» Raw data:
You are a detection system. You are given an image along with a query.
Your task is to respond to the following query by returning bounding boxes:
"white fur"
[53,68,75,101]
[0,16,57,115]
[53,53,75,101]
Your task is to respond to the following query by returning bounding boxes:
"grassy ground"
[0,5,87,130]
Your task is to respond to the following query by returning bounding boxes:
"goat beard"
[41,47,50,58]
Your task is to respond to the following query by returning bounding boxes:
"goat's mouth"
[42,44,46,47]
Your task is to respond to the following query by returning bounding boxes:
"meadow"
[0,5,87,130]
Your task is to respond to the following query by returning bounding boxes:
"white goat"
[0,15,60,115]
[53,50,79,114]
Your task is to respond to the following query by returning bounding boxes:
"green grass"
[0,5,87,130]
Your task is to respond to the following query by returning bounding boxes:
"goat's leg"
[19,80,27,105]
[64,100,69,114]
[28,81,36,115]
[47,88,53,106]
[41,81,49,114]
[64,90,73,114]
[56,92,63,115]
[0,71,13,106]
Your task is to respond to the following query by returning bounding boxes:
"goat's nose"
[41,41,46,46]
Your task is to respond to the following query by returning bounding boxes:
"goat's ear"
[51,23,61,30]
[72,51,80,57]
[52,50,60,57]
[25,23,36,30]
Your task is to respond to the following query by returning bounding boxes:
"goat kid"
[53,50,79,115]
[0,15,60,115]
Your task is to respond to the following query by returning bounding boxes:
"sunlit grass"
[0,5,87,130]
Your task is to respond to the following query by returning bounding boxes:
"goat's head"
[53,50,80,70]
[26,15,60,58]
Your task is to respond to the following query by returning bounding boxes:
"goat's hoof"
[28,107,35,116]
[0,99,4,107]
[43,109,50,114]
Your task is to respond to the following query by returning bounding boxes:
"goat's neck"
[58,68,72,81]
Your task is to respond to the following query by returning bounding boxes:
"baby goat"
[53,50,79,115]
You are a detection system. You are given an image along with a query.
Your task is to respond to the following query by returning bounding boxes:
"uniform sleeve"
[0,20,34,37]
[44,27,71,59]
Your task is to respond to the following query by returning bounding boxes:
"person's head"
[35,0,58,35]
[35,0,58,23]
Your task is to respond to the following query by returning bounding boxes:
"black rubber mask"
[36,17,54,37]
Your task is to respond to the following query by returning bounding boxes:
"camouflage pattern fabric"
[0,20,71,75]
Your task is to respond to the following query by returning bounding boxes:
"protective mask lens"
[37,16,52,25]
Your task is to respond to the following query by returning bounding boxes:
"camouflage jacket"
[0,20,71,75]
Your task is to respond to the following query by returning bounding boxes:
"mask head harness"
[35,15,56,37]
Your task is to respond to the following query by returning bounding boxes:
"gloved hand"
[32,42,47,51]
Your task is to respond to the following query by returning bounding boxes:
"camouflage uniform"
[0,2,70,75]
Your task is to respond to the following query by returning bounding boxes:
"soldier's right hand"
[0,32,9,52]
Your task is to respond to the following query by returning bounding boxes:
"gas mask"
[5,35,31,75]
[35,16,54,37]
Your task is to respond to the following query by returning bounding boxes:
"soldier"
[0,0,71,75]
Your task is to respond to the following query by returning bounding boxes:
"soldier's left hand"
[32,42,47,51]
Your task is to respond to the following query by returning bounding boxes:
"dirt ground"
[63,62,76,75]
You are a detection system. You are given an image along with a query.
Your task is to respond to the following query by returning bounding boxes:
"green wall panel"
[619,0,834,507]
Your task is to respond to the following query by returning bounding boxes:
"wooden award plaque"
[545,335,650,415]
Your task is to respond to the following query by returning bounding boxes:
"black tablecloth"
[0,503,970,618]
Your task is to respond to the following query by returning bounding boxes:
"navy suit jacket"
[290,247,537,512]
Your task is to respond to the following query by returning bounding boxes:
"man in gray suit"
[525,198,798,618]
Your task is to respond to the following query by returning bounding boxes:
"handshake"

» Exercise objective: Report each line in the listing that contains the word "uniform", copying every such line in full.

» The reply:
"uniform sleeve"
"camouflage uniform"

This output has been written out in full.